_What is asked_: Copy the records below exactly as they are written.

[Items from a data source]
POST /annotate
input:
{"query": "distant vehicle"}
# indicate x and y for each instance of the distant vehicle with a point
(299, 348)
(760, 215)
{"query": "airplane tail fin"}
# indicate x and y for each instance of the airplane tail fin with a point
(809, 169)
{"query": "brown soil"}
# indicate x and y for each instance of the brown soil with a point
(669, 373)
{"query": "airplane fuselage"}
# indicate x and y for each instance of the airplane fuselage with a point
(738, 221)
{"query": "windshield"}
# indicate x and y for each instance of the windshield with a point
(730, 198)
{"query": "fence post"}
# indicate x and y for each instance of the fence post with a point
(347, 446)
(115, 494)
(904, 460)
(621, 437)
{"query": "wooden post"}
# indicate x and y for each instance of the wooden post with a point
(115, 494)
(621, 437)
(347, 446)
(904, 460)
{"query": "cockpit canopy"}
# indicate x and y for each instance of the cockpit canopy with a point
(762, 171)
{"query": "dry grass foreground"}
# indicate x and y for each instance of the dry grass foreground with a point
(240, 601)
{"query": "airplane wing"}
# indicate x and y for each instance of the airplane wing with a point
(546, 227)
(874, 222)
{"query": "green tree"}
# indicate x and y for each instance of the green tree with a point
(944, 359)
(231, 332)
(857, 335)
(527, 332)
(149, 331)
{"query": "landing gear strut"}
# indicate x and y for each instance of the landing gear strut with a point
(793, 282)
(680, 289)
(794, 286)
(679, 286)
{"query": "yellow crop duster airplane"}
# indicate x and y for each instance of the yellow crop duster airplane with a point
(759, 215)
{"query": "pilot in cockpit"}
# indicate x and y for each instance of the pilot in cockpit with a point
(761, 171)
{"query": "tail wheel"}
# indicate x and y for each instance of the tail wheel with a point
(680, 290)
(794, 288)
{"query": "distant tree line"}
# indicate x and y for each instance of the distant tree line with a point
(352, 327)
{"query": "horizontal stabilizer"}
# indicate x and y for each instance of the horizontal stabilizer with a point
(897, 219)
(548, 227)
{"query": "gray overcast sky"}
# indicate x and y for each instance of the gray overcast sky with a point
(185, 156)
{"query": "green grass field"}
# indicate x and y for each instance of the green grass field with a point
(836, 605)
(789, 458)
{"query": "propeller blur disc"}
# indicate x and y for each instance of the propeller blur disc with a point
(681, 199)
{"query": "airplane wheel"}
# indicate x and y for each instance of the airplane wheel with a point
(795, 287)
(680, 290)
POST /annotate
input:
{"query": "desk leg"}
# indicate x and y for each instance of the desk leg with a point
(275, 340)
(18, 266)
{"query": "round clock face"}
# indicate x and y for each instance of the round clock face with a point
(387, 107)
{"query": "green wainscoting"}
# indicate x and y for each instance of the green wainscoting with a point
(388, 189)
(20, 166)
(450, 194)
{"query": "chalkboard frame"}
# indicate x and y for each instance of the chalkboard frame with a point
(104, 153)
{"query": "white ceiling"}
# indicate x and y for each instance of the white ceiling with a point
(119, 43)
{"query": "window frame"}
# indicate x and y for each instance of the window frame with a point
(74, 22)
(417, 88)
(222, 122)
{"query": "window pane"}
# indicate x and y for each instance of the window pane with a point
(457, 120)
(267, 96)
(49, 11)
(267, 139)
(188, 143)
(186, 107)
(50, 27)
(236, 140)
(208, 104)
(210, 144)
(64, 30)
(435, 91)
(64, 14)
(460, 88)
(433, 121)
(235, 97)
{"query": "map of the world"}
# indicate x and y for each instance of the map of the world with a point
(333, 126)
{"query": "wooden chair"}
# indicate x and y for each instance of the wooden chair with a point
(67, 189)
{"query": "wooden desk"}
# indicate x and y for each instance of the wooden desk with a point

_Exercise result_:
POST /annotate
input:
{"query": "distant vehicle"}
# indicate x and y for each instance of the distant vehicle with a point
(299, 348)
(760, 215)
{"query": "airplane tail fin"}
# indicate x and y for each instance of the airplane tail fin with a point
(809, 169)
{"query": "brown soil"}
# indicate x and y for each instance of the brown soil with a point
(669, 373)
{"query": "airplane fuselage"}
# indicate x and y for each instance of the airplane fuselage with a point
(738, 221)
{"query": "windshield"}
# indicate x and y for each instance of the windshield with a point
(730, 198)
{"query": "fence post"}
# indicate x and y for each instance of the fence post with a point
(347, 446)
(115, 494)
(904, 460)
(621, 437)
{"query": "wooden post"}
# indicate x and y for each instance of the wooden post with a point
(115, 494)
(621, 437)
(347, 446)
(904, 460)
{"query": "cockpit canopy"}
# indicate x and y for each instance of the cockpit canopy with a point
(762, 171)
{"query": "dry grass foreground"}
# indicate x and y for each instance of the dry grass foreground with a point
(240, 601)
{"query": "airplane wing"}
# indicate x and y for each instance of the airplane wing with a point
(546, 227)
(874, 222)
{"query": "green tree"}
# indicate x and y for each instance of the green tree with a point
(944, 359)
(231, 332)
(857, 335)
(527, 332)
(149, 331)
{"query": "landing gear strut"}
# indicate x and y for each instance of the landing gear strut with a point
(793, 282)
(680, 289)
(794, 286)
(679, 286)
{"query": "yellow crop duster airplane"}
# indicate x and y for each instance of the yellow crop duster airplane with a point
(759, 215)
{"query": "pilot in cockpit"}
# indicate x and y for each instance of the pilot in cockpit with a point
(761, 171)
{"query": "tail wheel"}
# indicate x and y for each instance of the tail wheel with a point
(680, 290)
(794, 288)
{"query": "distant tree line"}
# indicate x and y for each instance of the distant tree line with a point
(352, 327)
{"query": "horizontal stabilizer"}
# indicate x and y for each instance of the horizontal stabilizer with a point
(897, 219)
(548, 227)
{"query": "gray overcast sky"}
# indicate x and y for each instance of the gray overcast sky with a point
(185, 156)
{"query": "green grass field"}
# indicate x and y for each instance of the green grass field with a point
(836, 605)
(789, 458)
{"query": "propeller blur disc"}
# indicate x and y for each instance of the propeller blur disc with a point
(681, 199)
{"query": "airplane wheel"}
# indicate x and y for each instance of the airplane wheel with a point
(795, 287)
(680, 290)
POST /annotate
input:
{"query": "desk leg"}
# indicate x and y for each instance of the desk leg with a point
(275, 340)
(18, 266)
{"query": "round clock face"}
# indicate x and y for each instance of the round clock face with a point
(387, 107)
{"query": "green wainscoting"}
# indicate x and y for each instance of the green wainscoting with a point
(388, 189)
(20, 166)
(450, 194)
{"query": "chalkboard frame"}
# indicate x and y for each instance of the chalkboard frame with a point
(104, 153)
{"query": "white ceiling"}
# indicate x and y for each instance of the white ceiling with a point
(119, 43)
{"query": "window frame"}
# indicate x and y for each instance of the window frame with a point
(74, 22)
(417, 88)
(222, 122)
{"query": "window pane"}
# indicate x and y for each instance of the window pane with a point
(457, 120)
(267, 96)
(49, 11)
(267, 139)
(188, 143)
(186, 107)
(50, 27)
(236, 140)
(208, 104)
(210, 144)
(64, 30)
(435, 91)
(64, 14)
(460, 88)
(433, 121)
(235, 97)
{"query": "map of the world"}
# indicate x and y for each instance of the map of the world with a point
(333, 126)
{"query": "wooden chair"}
# indicate x and y for each instance of the wooden chair with a point
(67, 189)
{"query": "wooden desk"}
# indicate x and y for each instance of the wooden desk with a point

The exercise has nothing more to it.